Starting at the beginning of the data and going on through the line with "point(30, 110)", write out every line again in full, but shift each answer coordinate by adding 114 to it. Leave the pictures out.

--- Data for the task ---

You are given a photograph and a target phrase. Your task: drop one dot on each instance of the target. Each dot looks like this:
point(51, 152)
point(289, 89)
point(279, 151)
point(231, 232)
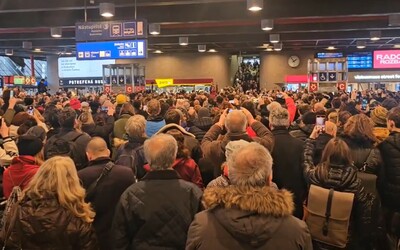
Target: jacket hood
point(204, 123)
point(252, 215)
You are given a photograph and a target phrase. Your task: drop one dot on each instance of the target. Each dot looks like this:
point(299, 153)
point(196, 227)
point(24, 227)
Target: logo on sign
point(387, 59)
point(323, 77)
point(313, 86)
point(332, 76)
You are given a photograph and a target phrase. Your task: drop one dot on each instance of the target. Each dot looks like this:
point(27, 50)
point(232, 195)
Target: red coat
point(187, 170)
point(19, 173)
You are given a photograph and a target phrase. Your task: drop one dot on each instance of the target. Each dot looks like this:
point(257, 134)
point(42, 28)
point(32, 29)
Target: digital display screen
point(329, 55)
point(131, 49)
point(387, 59)
point(360, 60)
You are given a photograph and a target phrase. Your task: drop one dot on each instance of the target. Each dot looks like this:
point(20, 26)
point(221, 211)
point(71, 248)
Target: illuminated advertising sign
point(387, 59)
point(132, 49)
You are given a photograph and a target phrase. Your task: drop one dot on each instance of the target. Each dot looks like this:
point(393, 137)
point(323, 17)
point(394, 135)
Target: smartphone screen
point(320, 121)
point(364, 104)
point(30, 110)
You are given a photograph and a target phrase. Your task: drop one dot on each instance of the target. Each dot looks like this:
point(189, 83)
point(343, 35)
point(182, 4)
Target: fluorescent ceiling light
point(267, 24)
point(107, 9)
point(183, 41)
point(255, 5)
point(154, 28)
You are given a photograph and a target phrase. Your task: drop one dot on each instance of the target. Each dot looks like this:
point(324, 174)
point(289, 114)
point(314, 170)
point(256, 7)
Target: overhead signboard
point(69, 67)
point(329, 55)
point(110, 30)
point(360, 60)
point(387, 59)
point(83, 81)
point(128, 49)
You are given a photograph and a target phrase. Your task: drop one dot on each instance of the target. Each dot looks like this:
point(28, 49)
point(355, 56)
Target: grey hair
point(250, 166)
point(135, 126)
point(160, 151)
point(236, 121)
point(279, 117)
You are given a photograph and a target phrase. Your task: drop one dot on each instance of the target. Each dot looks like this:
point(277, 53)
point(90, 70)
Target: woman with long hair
point(336, 171)
point(359, 136)
point(53, 213)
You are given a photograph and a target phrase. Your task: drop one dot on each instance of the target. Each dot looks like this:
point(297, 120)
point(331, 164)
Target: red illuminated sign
point(387, 59)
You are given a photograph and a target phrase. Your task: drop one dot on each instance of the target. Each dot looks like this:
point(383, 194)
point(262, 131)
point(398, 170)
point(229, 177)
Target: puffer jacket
point(156, 212)
point(303, 132)
point(364, 153)
point(44, 224)
point(200, 127)
point(344, 179)
point(390, 179)
point(247, 218)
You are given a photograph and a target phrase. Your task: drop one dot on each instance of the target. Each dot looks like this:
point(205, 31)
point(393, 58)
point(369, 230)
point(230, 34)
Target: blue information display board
point(360, 60)
point(110, 30)
point(131, 49)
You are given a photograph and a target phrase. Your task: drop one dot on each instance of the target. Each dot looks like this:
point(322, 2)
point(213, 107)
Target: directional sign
point(341, 85)
point(313, 87)
point(110, 30)
point(107, 89)
point(332, 76)
point(129, 49)
point(323, 77)
point(128, 89)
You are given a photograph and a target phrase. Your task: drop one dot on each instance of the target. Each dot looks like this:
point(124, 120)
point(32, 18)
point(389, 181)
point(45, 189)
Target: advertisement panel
point(110, 30)
point(129, 49)
point(387, 59)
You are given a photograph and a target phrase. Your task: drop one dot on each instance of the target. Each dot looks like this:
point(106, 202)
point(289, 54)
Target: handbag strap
point(325, 228)
point(106, 170)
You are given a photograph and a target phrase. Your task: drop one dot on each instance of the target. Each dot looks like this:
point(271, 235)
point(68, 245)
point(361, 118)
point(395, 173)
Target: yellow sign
point(162, 83)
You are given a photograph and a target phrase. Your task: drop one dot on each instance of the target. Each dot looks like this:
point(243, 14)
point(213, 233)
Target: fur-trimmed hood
point(251, 215)
point(262, 200)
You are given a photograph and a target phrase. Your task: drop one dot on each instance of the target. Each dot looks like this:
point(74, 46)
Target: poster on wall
point(387, 59)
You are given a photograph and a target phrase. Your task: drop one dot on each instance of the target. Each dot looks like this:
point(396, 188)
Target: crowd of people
point(194, 171)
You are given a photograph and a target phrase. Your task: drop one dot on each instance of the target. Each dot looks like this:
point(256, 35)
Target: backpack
point(15, 197)
point(129, 157)
point(328, 215)
point(63, 145)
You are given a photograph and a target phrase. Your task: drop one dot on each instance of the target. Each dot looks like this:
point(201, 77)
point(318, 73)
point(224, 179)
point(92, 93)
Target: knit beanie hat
point(29, 145)
point(378, 115)
point(121, 99)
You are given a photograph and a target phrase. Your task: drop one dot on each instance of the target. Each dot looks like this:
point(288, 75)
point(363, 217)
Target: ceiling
point(223, 25)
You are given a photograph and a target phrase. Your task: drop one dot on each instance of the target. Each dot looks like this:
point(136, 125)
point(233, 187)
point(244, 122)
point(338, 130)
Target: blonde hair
point(58, 177)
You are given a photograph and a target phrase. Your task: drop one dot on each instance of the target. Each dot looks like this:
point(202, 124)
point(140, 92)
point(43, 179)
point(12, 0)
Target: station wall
point(274, 66)
point(187, 66)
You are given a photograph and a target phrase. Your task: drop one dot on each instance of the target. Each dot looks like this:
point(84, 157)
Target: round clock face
point(294, 61)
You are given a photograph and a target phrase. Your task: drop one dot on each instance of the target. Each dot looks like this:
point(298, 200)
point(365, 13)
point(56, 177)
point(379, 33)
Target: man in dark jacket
point(68, 141)
point(248, 214)
point(156, 212)
point(287, 155)
point(131, 154)
point(202, 124)
point(389, 185)
point(235, 123)
point(105, 196)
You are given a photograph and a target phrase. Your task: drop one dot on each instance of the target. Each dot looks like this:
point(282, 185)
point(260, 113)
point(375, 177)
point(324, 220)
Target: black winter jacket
point(156, 212)
point(106, 195)
point(364, 153)
point(44, 224)
point(344, 179)
point(390, 178)
point(200, 127)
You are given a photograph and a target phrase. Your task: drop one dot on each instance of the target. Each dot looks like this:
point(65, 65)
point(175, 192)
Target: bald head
point(236, 121)
point(160, 151)
point(250, 165)
point(97, 148)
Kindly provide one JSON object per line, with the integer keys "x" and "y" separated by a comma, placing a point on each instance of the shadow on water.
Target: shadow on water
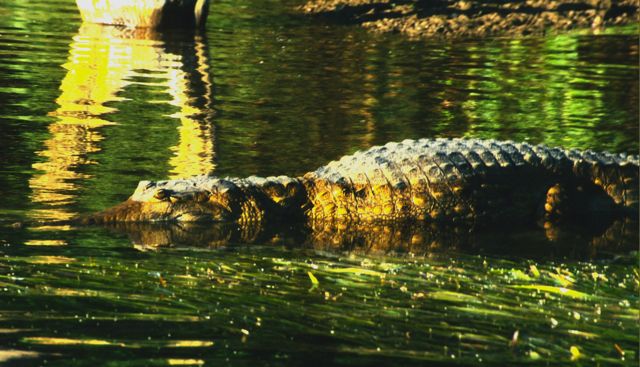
{"x": 104, "y": 63}
{"x": 370, "y": 239}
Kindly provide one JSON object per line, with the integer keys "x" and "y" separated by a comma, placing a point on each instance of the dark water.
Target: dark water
{"x": 86, "y": 112}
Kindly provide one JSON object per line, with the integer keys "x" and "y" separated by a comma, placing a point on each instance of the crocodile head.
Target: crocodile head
{"x": 194, "y": 200}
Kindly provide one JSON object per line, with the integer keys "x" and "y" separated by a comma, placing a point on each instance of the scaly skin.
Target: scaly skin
{"x": 443, "y": 180}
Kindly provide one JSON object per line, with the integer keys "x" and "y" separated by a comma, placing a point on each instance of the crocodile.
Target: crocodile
{"x": 460, "y": 181}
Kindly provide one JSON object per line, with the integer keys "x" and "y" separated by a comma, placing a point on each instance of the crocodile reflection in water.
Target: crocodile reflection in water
{"x": 103, "y": 62}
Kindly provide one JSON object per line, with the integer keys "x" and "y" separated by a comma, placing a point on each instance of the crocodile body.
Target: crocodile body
{"x": 426, "y": 181}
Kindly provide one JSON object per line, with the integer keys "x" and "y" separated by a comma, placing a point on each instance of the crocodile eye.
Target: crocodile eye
{"x": 161, "y": 194}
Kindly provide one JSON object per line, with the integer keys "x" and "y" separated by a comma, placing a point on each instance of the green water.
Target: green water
{"x": 86, "y": 112}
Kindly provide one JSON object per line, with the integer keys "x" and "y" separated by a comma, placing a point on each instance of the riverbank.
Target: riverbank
{"x": 447, "y": 18}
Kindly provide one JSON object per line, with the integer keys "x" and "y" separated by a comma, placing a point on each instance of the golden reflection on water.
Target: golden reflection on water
{"x": 103, "y": 62}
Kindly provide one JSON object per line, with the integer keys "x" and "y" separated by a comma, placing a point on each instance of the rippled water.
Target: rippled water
{"x": 87, "y": 111}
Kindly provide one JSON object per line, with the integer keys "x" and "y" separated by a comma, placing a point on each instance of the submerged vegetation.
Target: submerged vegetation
{"x": 293, "y": 305}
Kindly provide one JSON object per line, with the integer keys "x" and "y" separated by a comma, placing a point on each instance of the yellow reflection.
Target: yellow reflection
{"x": 103, "y": 62}
{"x": 190, "y": 343}
{"x": 65, "y": 341}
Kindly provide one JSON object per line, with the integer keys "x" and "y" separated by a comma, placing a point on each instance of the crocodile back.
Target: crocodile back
{"x": 460, "y": 179}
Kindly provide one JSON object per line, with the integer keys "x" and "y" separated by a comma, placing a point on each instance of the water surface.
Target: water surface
{"x": 87, "y": 111}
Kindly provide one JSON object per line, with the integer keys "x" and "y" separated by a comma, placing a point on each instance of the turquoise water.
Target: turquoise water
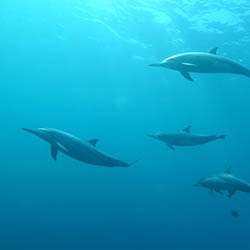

---

Task response
You are given a photograph and a target phrase. Your task: drop one dot on each instance of the target. Each dot looks like this:
point(51, 152)
point(289, 89)
point(279, 151)
point(231, 232)
Target: jacket hood
point(318, 237)
point(366, 329)
You are given a photograph and a target phrase. Your task: drop one dot on each instance of the target. Each dot looks like this:
point(299, 153)
point(196, 227)
point(24, 227)
Target: logo on sign
point(501, 173)
point(437, 191)
point(427, 200)
point(446, 190)
You are given a photograph and a target phrase. Your task: drop one dot on each instance of the target. Each dot looks like this:
point(27, 50)
point(232, 195)
Target: red coat
point(301, 284)
point(133, 287)
You are given a photograph and a target phrase. Your task: drop one dot on each instance of the target. Each dot looks like this:
point(257, 134)
point(42, 28)
point(32, 29)
Target: digital display screen
point(443, 169)
point(245, 163)
point(501, 173)
point(474, 174)
You are given a photograph and a target phrase. Your task: drop one dot on each instance of the target. Each dot looks like this:
point(20, 26)
point(221, 211)
point(71, 248)
Target: illuminated advertising sign
point(501, 173)
point(246, 163)
You are given a photograph and a target phrase. Your task: drop one dot on each instance of the target. Each dot looks like this:
point(393, 137)
point(323, 17)
point(394, 135)
Target: smartphone screen
point(434, 235)
point(478, 218)
point(144, 224)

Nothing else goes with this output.